26 de março de 2020

murados


conversamos sobre figuras de linguagem. metáforas metonímias aliterações jogo de palavras paradoxos. em geral, as metáforas são usadas para representar todo esse universo. basta falar em poesia, por exemplo, e já vem a rima de amor com flor. terra e guerra. guerra.
a metáfora da guerra não tem saído do meu pensamento. dou voltas, quero escapar disso, e ela volta. talvez por vir de uma família que nasce do que a guerra provoca – para o bem e para o mal. não sei. olho em volta, vejo as pessoas, leio as notícias e isso: guerra. falo com minha mãe e ela também me diz: guerra. o medo de que nos falte comida, esta incerteza, a suspensão da vida em seu fluxo. mas não há bombas. é o silêncio que domina as ruas. e, ao contrário de fugir de casa, é preciso que permaneçamos. uma guerra às avessas ainda é guerra?
● ● ● ●
Por favor, substitua "poesia" por "música" no trecho entre "26 de março" e "e guerra. guerra.", inclusive, e reescreva essa parte. Os dados não têm nenhum papel nesta atividade.

__Informações exibidas__.
● ● ● ●
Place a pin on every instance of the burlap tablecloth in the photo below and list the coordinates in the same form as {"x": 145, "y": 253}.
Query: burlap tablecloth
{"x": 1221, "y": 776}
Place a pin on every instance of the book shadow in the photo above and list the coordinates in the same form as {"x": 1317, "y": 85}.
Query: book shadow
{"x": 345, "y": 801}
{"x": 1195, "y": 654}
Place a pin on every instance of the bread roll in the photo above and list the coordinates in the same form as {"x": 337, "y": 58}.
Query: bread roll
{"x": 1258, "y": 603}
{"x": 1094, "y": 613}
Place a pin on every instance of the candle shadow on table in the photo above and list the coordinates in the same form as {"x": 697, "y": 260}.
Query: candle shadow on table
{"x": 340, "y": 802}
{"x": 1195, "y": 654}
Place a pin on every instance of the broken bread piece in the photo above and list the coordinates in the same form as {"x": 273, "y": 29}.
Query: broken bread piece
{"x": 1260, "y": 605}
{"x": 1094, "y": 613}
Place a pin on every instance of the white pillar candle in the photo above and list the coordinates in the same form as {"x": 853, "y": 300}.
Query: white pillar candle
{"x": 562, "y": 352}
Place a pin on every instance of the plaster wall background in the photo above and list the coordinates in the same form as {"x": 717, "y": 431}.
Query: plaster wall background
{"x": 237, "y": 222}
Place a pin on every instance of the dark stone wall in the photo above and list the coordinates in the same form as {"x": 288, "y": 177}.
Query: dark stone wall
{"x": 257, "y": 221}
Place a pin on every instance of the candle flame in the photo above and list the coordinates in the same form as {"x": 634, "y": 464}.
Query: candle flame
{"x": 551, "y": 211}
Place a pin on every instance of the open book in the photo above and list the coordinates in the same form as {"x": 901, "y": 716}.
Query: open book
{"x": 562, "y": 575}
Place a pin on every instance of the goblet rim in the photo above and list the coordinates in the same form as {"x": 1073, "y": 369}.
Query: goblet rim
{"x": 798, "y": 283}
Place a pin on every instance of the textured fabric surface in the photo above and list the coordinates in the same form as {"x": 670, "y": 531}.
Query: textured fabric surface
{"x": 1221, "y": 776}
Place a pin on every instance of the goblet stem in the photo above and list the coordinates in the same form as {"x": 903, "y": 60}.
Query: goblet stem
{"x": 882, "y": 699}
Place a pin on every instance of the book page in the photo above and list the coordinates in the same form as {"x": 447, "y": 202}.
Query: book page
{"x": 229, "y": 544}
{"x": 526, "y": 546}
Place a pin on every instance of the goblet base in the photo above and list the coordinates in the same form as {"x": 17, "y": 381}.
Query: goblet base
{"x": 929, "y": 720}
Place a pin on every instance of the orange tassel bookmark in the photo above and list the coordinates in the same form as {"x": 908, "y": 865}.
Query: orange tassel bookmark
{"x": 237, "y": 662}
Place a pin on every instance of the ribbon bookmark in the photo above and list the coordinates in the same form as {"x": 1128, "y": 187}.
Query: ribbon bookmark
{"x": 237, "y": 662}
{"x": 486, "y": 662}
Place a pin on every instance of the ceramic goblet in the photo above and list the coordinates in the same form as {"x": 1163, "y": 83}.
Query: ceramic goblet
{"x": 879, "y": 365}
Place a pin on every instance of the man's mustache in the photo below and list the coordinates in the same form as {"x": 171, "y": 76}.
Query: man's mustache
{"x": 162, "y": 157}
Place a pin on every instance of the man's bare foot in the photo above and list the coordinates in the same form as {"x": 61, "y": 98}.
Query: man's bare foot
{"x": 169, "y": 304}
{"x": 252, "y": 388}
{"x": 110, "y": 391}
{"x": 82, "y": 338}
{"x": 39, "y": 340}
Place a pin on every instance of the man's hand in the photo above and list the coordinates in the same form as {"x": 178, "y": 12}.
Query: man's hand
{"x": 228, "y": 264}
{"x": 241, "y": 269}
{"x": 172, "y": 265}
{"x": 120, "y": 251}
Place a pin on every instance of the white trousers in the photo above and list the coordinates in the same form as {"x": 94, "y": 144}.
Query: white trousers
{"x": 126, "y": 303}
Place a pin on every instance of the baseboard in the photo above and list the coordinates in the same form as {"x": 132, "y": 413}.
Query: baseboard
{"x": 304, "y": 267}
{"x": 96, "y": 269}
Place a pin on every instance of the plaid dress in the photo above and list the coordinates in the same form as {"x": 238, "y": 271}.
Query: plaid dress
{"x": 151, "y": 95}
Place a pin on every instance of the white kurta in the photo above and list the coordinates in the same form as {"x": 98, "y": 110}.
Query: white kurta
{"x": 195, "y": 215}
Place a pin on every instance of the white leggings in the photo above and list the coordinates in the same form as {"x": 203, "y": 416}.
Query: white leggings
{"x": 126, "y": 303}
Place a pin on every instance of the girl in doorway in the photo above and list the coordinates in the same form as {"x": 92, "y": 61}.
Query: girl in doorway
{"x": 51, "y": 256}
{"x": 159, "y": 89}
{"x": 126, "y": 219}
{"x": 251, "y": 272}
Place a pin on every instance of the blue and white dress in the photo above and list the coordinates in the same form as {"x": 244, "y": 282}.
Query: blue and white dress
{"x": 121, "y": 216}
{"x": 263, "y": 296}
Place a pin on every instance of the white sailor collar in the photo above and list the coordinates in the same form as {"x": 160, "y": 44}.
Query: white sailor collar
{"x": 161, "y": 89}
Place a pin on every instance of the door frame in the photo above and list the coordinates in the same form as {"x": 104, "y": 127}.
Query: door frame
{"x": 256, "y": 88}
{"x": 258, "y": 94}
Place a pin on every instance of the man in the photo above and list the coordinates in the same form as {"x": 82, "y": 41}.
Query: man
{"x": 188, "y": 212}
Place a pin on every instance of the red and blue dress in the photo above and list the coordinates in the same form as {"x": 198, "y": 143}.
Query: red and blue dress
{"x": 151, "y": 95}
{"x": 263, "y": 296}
● ● ● ●
__Solução do exercício__.
26 de março de 2020

murados


conversamos sobre figuras de linguagem. metáforas metonímias aliterações jogo de palavras paradoxos. em geral, as metáforas são usadas para representar todo esse universo. basta falar em música, por exemplo, e já vem a rima de amor com flor. terra e guerra. guerra.